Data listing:

============================================================

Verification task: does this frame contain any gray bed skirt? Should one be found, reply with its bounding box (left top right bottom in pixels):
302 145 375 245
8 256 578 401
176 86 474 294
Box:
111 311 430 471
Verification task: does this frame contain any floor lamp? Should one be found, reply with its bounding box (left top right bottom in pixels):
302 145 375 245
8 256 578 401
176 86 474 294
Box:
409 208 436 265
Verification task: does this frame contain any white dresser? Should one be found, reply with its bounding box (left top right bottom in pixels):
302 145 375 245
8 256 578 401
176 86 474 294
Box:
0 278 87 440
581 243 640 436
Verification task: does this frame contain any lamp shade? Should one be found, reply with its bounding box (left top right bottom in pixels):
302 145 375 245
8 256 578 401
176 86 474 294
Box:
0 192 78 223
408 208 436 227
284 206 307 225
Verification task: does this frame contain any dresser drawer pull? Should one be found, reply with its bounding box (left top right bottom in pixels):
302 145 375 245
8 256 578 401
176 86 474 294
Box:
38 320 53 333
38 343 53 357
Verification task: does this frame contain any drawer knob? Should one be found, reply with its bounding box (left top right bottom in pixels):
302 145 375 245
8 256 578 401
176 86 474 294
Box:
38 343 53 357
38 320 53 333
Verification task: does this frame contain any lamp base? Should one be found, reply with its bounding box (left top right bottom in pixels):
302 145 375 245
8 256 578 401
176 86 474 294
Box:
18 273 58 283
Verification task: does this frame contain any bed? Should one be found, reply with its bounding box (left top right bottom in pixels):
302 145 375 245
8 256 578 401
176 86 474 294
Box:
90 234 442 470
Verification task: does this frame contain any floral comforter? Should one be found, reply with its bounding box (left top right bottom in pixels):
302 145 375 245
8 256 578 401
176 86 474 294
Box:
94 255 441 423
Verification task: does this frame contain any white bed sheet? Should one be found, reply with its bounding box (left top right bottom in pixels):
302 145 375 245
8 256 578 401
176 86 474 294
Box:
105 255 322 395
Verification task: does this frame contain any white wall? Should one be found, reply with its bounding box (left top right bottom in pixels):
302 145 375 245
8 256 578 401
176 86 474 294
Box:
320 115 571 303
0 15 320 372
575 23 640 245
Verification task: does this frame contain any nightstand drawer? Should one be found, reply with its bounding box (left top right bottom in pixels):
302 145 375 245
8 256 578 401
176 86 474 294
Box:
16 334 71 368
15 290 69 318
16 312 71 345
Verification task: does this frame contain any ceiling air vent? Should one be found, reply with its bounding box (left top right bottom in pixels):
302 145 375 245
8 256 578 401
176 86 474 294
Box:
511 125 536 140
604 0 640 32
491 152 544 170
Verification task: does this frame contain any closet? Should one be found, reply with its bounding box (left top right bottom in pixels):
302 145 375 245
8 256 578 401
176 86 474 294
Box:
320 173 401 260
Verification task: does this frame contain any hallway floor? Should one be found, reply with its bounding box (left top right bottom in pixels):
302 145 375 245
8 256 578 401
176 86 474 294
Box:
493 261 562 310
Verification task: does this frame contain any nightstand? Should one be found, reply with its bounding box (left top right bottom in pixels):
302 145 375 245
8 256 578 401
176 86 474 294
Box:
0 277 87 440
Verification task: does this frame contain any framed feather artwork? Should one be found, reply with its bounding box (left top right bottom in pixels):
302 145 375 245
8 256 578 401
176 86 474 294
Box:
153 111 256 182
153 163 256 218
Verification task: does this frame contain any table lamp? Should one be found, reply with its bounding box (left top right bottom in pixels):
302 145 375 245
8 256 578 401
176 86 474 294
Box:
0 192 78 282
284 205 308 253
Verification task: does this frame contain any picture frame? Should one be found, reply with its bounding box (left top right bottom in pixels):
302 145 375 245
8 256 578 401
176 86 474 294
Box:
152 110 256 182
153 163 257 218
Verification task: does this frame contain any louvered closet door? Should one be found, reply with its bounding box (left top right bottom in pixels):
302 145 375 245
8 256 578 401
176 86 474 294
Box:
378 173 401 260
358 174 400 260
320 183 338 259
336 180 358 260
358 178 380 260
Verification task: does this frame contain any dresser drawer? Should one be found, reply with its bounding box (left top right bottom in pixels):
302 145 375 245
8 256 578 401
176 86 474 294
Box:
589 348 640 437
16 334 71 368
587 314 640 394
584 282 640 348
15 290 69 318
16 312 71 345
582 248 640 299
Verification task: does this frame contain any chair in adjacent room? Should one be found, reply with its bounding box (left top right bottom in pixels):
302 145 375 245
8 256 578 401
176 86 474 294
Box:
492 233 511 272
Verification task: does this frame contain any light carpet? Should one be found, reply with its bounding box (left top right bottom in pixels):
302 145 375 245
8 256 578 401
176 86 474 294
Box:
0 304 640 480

============================================================

#### SHORT EXERCISE:
Can you return every line of the listing above unchanged, from the first line through the last?

#### RESPONSE TO THIS EXERCISE:
Verification task: does this frame contain any gray bed skirt? Should one be found, reply with its bounding box (left top right bottom in pixels):
302 145 375 245
8 256 578 401
176 86 474 294
Box:
111 311 430 471
Verification task: does this frame contain any floor lamp? Should one be found, reply with its bounding box (left top right bottom in pixels):
302 145 375 245
8 256 578 401
176 86 474 294
Box:
409 208 436 265
Verification task: does this frame contain any white dresser? Should one be found, reply with its bounding box (left top right bottom in pixels):
302 145 375 245
8 256 578 401
176 86 474 294
Box:
0 278 87 440
581 243 640 436
Verification task: does this frame contain any lamp shade? Should one be found, reply with its bounding box (left top right bottom in pixels):
302 145 375 245
8 256 578 401
176 86 474 294
Box:
0 192 78 223
408 208 436 227
284 206 307 225
Verification task: does this frame contain any dresser drawer pull? Should one be found, reply with its bounding box (left top right bottom in pixels):
302 145 375 245
8 256 578 401
176 86 474 294
Box:
38 320 53 333
38 343 53 357
Verification task: does this frame contain any drawer knob? Should one be found, reply with its bounding box (left top right bottom in pixels):
302 145 375 245
8 256 578 401
176 86 474 294
Box:
38 343 53 357
38 320 53 333
Verification task: does this frame contain any lamp base? Should one be found, reply with its bounding box (left top right bottom in pixels):
302 145 375 245
8 256 578 401
176 86 474 294
Box:
18 273 58 283
Verification task: does this frame contain any bed? Should one be found, reply with its bounding box (left top right bottom in pixels):
302 145 375 245
8 256 578 401
176 86 474 294
Box:
90 234 442 470
Verification task: does this frame contain any floral comforter? Should one be found, reply with its bounding box (left top right bottom in pixels):
302 145 375 245
8 256 578 401
176 86 474 294
Box:
94 255 441 423
Verification task: does this frame contain any white bed sheet? Should one be found, reply with its bounding box (left top right bottom in pixels):
302 145 375 245
8 256 578 401
176 86 474 294
Box:
105 255 322 395
Verification task: does this frame contain any white wall? Should one be found, reply with its bounding box (left top right bottom in pixels):
302 145 375 245
8 256 578 401
176 86 474 294
Box:
320 115 571 303
0 15 320 372
575 23 640 245
Verification task: does this frame contain any nightstand drawer? Should one be found, reply with its bounding box (left top right bottom in pixels):
302 145 375 245
8 256 578 401
176 86 474 294
Box:
16 334 71 368
15 290 69 318
16 312 71 345
Verification task: does this frame contain any ceiling air vent? Should one be found, reply with its bounding box (left top right bottom in pixels):
302 145 375 245
8 256 578 401
176 86 474 294
Box:
511 125 536 140
604 0 640 32
491 152 544 170
Verification task: does this frame contain any closet? Should one be found, reply with its bounding box (left top right bottom in pixels):
302 145 375 245
8 256 578 401
176 86 474 294
Box:
320 173 401 260
Verification task: does this frame contain any hallway floor? Should one be found, reply with its bounding box (left top right bottom in pixels):
302 145 375 245
8 256 578 401
176 86 474 294
Box:
493 261 562 310
Verification task: does this frame contain any nightstand? Should one be found, reply with its bounding box (left top right bottom in pixels):
302 145 375 245
8 256 578 401
176 86 474 294
Box:
0 277 87 440
Verification task: does this frame contain any framed feather artwork? Should one be found, reply with its bounding box (left top right bottom in pixels):
302 145 375 245
8 256 578 401
176 86 474 294
Box:
153 111 256 182
153 163 256 218
Verification task: does this frame contain any table lamp? Should one be found, reply with its bounding box (left top right bottom in pixels):
302 145 375 245
8 256 578 401
176 86 474 294
Box:
0 192 78 282
284 205 308 253
Verification task: does this frame contain any picture frame? Should one be found, reply with its bounding box (left top right bottom in pixels):
302 145 375 245
8 256 578 401
176 86 474 294
Box:
152 110 256 182
153 163 257 218
Verification task: does this frame contain any louvered closet door? Should one be found, reply with its bounding box (left top right bottom in pixels):
302 145 375 245
8 256 578 401
176 86 474 294
Box:
378 173 401 260
358 174 400 260
320 183 338 259
336 180 358 260
358 178 380 260
Verification task: does this frame contain any dresser drawer? Should one be found, reply with its bounding box (left top right bottom in pixels):
302 145 375 245
8 256 578 401
176 86 474 294
Box:
589 348 640 437
16 334 71 368
587 314 640 394
584 282 640 348
15 290 69 318
16 312 71 345
582 248 640 299
Verification task: does this frame contain any chair in adjacent room? Should one be found, reply with its bounding box (left top right bottom in pixels):
302 145 375 245
8 256 578 401
176 86 474 294
Box:
492 233 511 272
Verification task: does this frame contain any light carpet? Should one be found, reply with its bounding box (left top right bottom in pixels):
302 145 375 245
8 256 578 401
176 86 474 294
Box:
0 304 640 480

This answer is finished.